The listing below must be repeated word for word, without its pictures.

[Start of section]

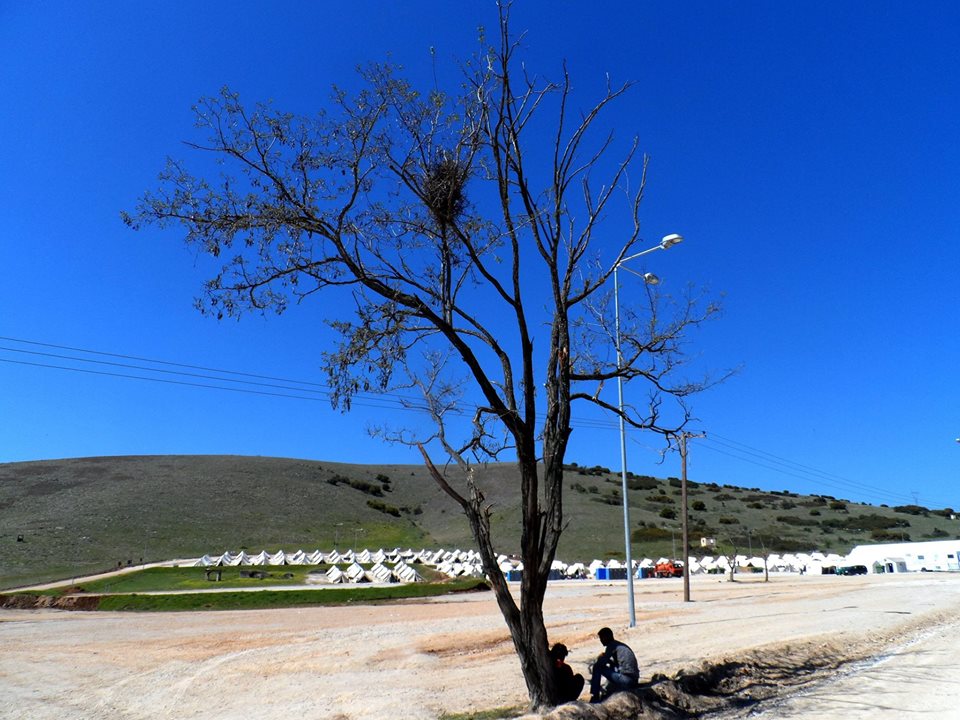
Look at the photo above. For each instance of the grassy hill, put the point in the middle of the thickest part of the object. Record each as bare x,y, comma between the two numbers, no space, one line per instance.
65,518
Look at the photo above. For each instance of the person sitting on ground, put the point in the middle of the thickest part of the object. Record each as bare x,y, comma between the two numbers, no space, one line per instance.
567,685
617,664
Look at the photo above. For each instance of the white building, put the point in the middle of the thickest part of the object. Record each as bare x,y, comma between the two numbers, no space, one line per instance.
932,555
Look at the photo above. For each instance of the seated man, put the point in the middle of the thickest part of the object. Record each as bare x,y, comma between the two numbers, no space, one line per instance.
567,685
617,664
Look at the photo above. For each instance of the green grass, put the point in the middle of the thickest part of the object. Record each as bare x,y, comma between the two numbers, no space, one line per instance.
195,578
264,599
83,516
495,714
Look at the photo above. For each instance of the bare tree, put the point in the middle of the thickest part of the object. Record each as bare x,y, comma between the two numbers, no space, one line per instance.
455,228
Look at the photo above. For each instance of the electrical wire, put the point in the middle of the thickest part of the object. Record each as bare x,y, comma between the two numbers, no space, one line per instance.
287,388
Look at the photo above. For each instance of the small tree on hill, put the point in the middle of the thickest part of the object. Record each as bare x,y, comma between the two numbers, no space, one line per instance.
457,229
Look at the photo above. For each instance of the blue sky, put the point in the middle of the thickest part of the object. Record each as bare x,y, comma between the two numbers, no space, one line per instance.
808,153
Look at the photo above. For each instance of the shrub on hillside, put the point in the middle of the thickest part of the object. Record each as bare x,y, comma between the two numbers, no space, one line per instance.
642,482
888,536
912,510
384,508
796,521
649,534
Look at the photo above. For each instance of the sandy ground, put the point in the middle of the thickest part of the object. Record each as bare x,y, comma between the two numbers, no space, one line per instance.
419,660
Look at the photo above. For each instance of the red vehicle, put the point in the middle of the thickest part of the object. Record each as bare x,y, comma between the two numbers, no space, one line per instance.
668,569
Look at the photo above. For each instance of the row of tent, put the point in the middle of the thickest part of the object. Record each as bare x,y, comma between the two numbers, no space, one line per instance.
467,563
335,557
354,573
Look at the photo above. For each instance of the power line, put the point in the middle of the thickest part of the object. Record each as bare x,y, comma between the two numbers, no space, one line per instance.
252,384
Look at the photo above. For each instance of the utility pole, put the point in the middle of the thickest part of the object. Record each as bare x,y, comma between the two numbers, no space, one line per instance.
685,541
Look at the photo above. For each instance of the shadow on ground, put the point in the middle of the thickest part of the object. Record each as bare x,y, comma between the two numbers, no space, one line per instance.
722,689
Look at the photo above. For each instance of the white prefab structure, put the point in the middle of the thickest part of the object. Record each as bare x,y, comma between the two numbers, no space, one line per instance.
939,555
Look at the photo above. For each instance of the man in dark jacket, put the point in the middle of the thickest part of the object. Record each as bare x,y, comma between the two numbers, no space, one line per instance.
617,664
568,685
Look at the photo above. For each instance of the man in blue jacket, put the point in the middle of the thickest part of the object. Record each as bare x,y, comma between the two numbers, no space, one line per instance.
617,664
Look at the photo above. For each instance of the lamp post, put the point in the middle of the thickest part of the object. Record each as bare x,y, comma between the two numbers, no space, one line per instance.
668,241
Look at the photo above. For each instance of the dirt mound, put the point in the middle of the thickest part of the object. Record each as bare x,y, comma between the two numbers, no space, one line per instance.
29,601
721,688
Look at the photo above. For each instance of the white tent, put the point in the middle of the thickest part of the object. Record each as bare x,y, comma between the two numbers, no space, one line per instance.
355,573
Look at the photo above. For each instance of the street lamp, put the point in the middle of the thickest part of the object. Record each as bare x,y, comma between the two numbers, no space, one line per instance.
668,241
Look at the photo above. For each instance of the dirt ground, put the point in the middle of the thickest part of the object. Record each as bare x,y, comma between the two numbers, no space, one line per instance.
740,648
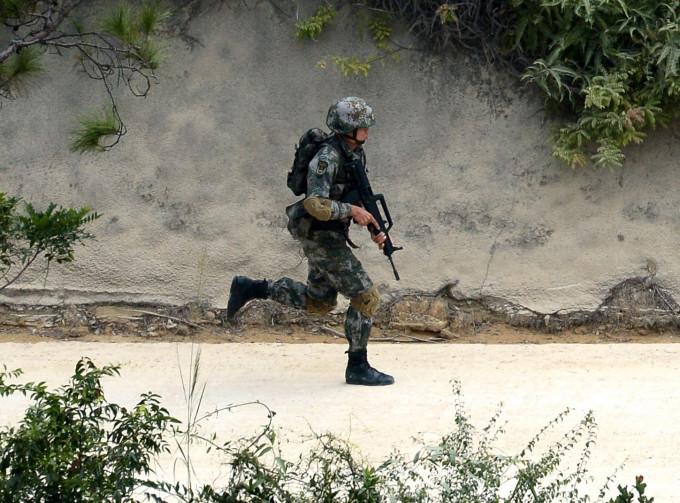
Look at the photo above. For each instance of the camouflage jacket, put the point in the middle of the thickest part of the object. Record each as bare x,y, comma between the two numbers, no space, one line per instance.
327,177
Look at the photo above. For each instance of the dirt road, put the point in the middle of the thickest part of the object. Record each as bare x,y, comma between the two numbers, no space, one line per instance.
633,389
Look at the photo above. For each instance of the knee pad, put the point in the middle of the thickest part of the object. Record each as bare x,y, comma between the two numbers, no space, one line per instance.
317,307
366,303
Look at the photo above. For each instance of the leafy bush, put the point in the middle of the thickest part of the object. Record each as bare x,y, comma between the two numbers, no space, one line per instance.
615,64
73,446
26,236
609,69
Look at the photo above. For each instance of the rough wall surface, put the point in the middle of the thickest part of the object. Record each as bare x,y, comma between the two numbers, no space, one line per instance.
195,193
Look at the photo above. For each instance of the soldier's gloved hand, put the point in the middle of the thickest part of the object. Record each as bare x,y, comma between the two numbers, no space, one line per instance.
379,239
362,217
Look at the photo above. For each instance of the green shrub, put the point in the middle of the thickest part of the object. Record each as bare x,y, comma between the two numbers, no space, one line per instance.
26,236
73,446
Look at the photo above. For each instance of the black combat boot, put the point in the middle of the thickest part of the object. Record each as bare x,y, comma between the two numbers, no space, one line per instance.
243,290
360,372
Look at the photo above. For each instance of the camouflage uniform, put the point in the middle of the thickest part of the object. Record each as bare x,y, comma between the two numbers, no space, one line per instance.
333,268
320,222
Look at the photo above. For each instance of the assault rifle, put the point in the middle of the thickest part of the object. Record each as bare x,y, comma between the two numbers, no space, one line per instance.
364,194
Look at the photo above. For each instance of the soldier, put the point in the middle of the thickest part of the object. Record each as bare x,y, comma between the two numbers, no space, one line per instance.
321,222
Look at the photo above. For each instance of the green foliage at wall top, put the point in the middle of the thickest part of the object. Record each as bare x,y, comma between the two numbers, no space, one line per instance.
612,64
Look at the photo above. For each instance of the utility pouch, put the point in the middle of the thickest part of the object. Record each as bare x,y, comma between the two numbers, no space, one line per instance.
299,221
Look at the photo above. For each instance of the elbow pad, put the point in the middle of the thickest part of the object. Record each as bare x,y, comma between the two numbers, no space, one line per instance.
319,207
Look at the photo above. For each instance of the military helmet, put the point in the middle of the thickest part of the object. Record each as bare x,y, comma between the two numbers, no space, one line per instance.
348,114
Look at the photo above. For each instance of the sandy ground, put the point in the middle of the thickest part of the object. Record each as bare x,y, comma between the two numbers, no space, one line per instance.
633,389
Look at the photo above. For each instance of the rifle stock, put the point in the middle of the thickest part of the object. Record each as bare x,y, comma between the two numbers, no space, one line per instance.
364,194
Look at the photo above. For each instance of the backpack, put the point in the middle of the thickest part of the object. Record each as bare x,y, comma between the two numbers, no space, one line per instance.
305,150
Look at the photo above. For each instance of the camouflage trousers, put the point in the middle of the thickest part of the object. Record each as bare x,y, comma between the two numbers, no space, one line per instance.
333,269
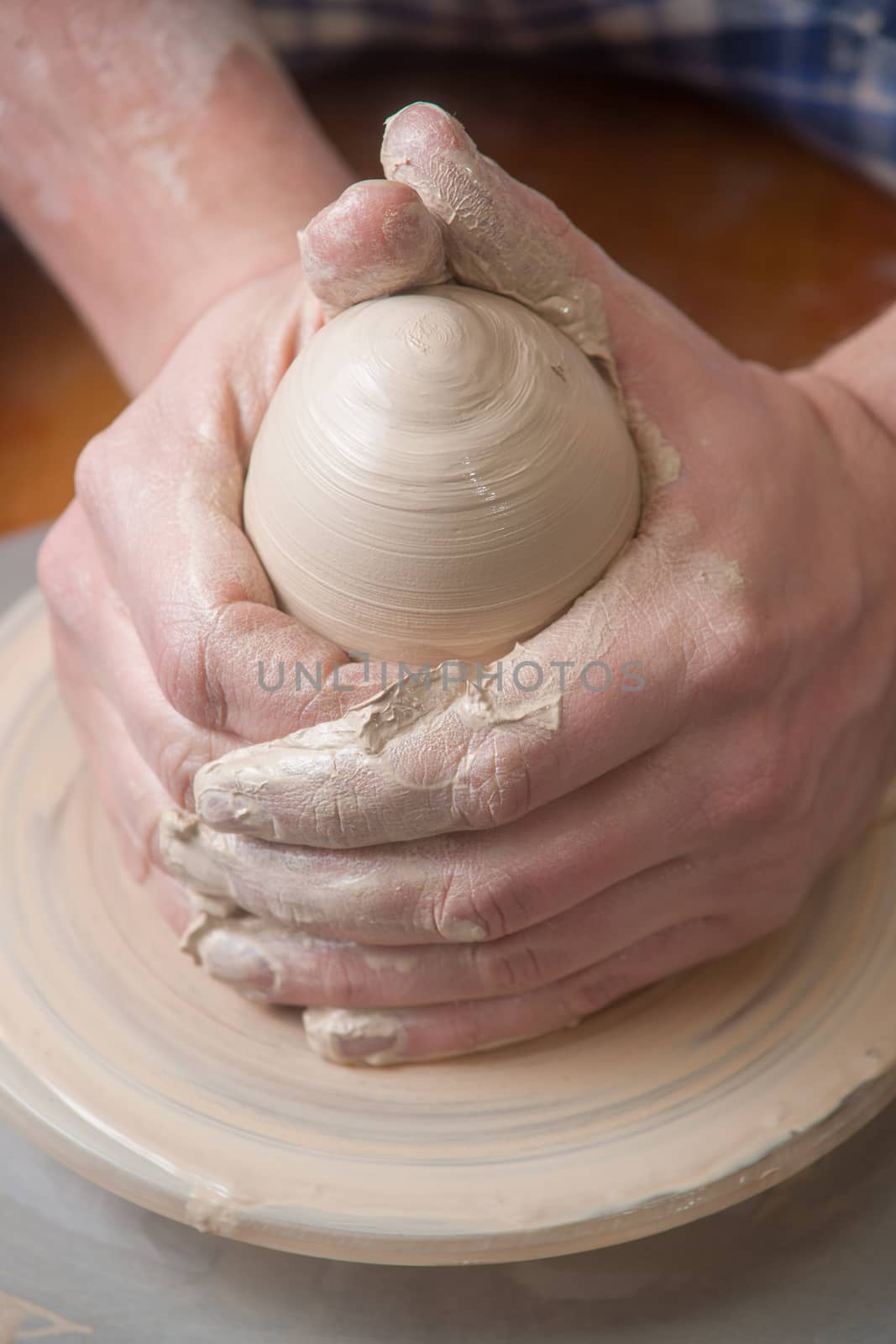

[End of section]

■ SOLUTION FOR THIS EXERCISE ■
Look at the photo above. For each instance of the grassy hill, put the point in the middle of the thickest part of the object. Record each as bare x,y, comma between the two numbers, no space, one line per instance.
65,518
Look at the photo above. For each instance of the person sitting on ground, put the point in the middle of the thickest part of the object. Record each as bare x,y, comma between the two numbers, no space, one line per instance.
567,685
617,664
Look at the photo above. For each instance of the white building, put the point in the middle of the thickest part of the object. Record each as bare x,y, comma between the two numbers, no space, one line per instance.
932,555
Look at the photo above. For each instance of the seated man, put the point in the middle of the thickest part of the object. Record each as bare x,y, comma between the two numbers, no space, one line per instance.
567,685
617,664
Look at the photo above. For each instance of the green grass, put the point in the middle of the thickest part of the object. Record each as bare x,y, comma between the two numbers, no space, one line per instance.
195,578
264,599
83,516
495,714
Look at the photo above. For each instance of the bare tree, put the point in the middle of the thickest part of the object. Record each as bare x,y, comma between the two numbers, no space, one line per instance.
455,228
Look at the photo above. For each instance of the electrical wire, put the point in the middle of the thickest part of the object. Record each as bare x,y, comma between the two numbers, no space, one line per instance.
287,388
Look at the photo above. For each instance of the small tree on hill, put the point in the middle of the thickest part of the object. Record each as bare x,y, comma between the two numbers, no space, one line per instance.
457,229
Look at the photo above. For each instance of the blue sky, put the point in the middle of the thickest part of the object. Record each as bare x,y, comma between the two numbers, no space, one line per instance.
808,153
Look at the photo above. For each instance of the shrub on hillside, put the point in the middle of the thickest part of the object. Record each as bare x,y, comma between the two numbers, no space, one line per instance.
642,482
888,536
912,510
384,508
796,521
649,534
Look at the photo above. For each instance of the sandy ground, put the point in the middle of the thickest part of the object. Record each as bare x,y, comma between the two numbers, no space, one line per instance.
419,660
Look at the photo above. For each instance of the red vehicle, put the point in the middle of the thickest part of the object. Record each as bare x,y, comma between the two numbers, no space, one line per instance.
668,569
Look at the photo above. For each instance of the row of tent, put the point in the middle of the thickest part of the object. Record each as bare x,y, comma between the two numbers, no space, one line per instance.
467,563
335,557
354,573
Look at the photo above. For each instance of the power line, put the point in the middle of the thickest part of the object. Record each as bare x,y, comma between the two numbers, no space, one line per instance.
252,384
Look at the photo above. For each instance of the utility pole, put the point in the middle of the thickest part of the object. Record each as bare x,y, comma between the two numbers, no space, one line per instance.
685,541
Look at the photo above. For each instance of the shadow on ground, put the point in the middle of the thickest part of the object. Record each as bare x,y, comma between the two numbers, no space, one line per instance.
722,689
Look at the photo above. For each instance of the white prefab structure, put the point in the middle of the thickest part of the object. Record each as bare x,y, comma between the two numbers, no space, one line per instance.
939,555
Look at the photo above. For each instance of the man in dark jacket, put the point in the middle of the thickest part of the object. Record each as bare x,y, comma between the two numbers, no space, one line per instance.
617,664
568,685
Look at the photo above. For each instance of the man in blue jacket, put the point in the middle of the thickest part of the object. Record each as bare x,y, comma between the two numbers, no space, one line per instance.
617,664
Look at the photo above. For each instance of the lamp post, put the point in the middle of the thickest part of the object. Record each as bare x,y, comma between the two numbers, no space, one line per instance.
668,241
Look at the photo above. For each instance of the dirt mound, put the point in the middle of the thickest part of the object. Record each as bare x,y, comma between the two numbers, no space, one line per instance.
29,601
721,688
Look at the photo above. For each instance of the white tent, put the point in the middle of the thickest part of the object. Record each as bare x,y, comma between the two numbers, no space, one line per instance.
355,573
Look at the photo above. For each instance of the street lamp, put the point in the middle of the thickest part of the object. Record each as bare x,y, comma between the two numbers, no space, one line per instance.
668,241
Look at the photo above. For each instance of the dirt ground, put the point in the middle of the thickest part of the object. Record each as bare x,y, comma between the two numbers, no space, one line per instance.
740,648
Look at the photo above. For each instance of the camouflage jacket, put the point in the middle of the thickest part of the object. Record each as bare x,y, comma between the two numbers, no space, one line per instance.
327,177
Look at the photo above. For each instance of the dirt road, put the point in the middle of the thickest part of the object. Record each as bare x,y, comma between the two numbers, no space, one line per instance.
633,389
Look at the photo above. For each instance of the knee pad, put the point in the middle of the thickest part of the object. Record each as bare x,y, comma between the two numbers, no space, one line per instance.
317,307
366,303
Look at the photo above. For each instance of the leafy bush, put the point in the middle of the thickest part of the object. Record each as bare x,y, comma between the two numbers, no space, one line per instance.
615,64
73,446
26,236
609,69
Look at the photo above. For each instance of the rough wall surface, put the point in the middle of the thickest part of the object. Record each as bare x,y, comma between the two numbers, no space, one line per instance.
195,193
Look at the photo above. For each instance of the soldier's gloved hand, put the point in the middle of the thickest part of the object. Record each as bare x,y, comma between the two numbers, no space, one line per instance.
379,239
362,217
Look at the photo above. For each instance of the green shrub, put the point in the middle of the thickest part of the object. Record each as bare x,y, comma between the two numbers, no space, one line per instance.
26,236
73,446
Look at the photo above. For each instance of the black combat boot, put the point in the middle of the thickest part of the object. Record each as bare x,y, comma between the two numbers, no space, one line per instance.
243,290
360,372
Look at the photo above. For each instance of the camouflage uniform, put the point in the middle of the thickest part of the object. Record each as bare x,y, comma between the two numbers, no space, one line per instance.
333,268
320,222
Look at the photo above. For each instance of the assault rifle, put the point in the middle of the thickest part of the object. Record each as bare x,y, comma between the two numbers, no space, one line per instance.
364,194
Look at the photo above. For each instance of the soldier, put the point in the middle of the thickest part of the object. Record each as bare x,y, comma between the two numbers, no space, one line per instance.
321,222
Look at the photo above. For each instance of the green foliage at wall top, put the point in the middle of the thickest part of the object. Record each as bare x,y, comma between the two numbers, no space, one line per instance.
612,64
Look at the photo above. For each instance of the utility pouch, put the point in the middle of the thickest part of the object. Record each as bare x,y, comma between the two numbers, no space, one line per instance.
299,221
Look at the photo above. For each instance of the elbow pad, put the point in the middle of the thickest part of the object. Record each as bare x,y, comma between the two numbers, no space, one line per instance.
319,207
Look at the photo above. For each instance of the military helmet, put the point in the middle of the thickest part of the object. Record each as bare x,y, comma between the two numbers, no space, one line per instance.
348,114
Look at the photo above. For each instance of the sandy ground, put the point in the middle of the thickest part of the object. Record each as bare x,y, comma between the two numbers, no space, one line per instance.
633,389
Look at the photo above. For each instance of the rifle stock, put the point in the middle of the thickest part of the object. Record each as bare x,y, comma between the two numbers, no space, one line per instance.
364,194
Look at the photo above. For each instance of the backpack, put the point in the middle of the thickest part of the object. Record each as bare x,y, comma between the two numbers, no space, one line per instance.
305,150
Look at the photo above. For each instance of the camouflage trousers, put the point in the middle of the thickest part of the object. Record each as bare x,y, comma between the two numbers, no space, one line per instance.
333,269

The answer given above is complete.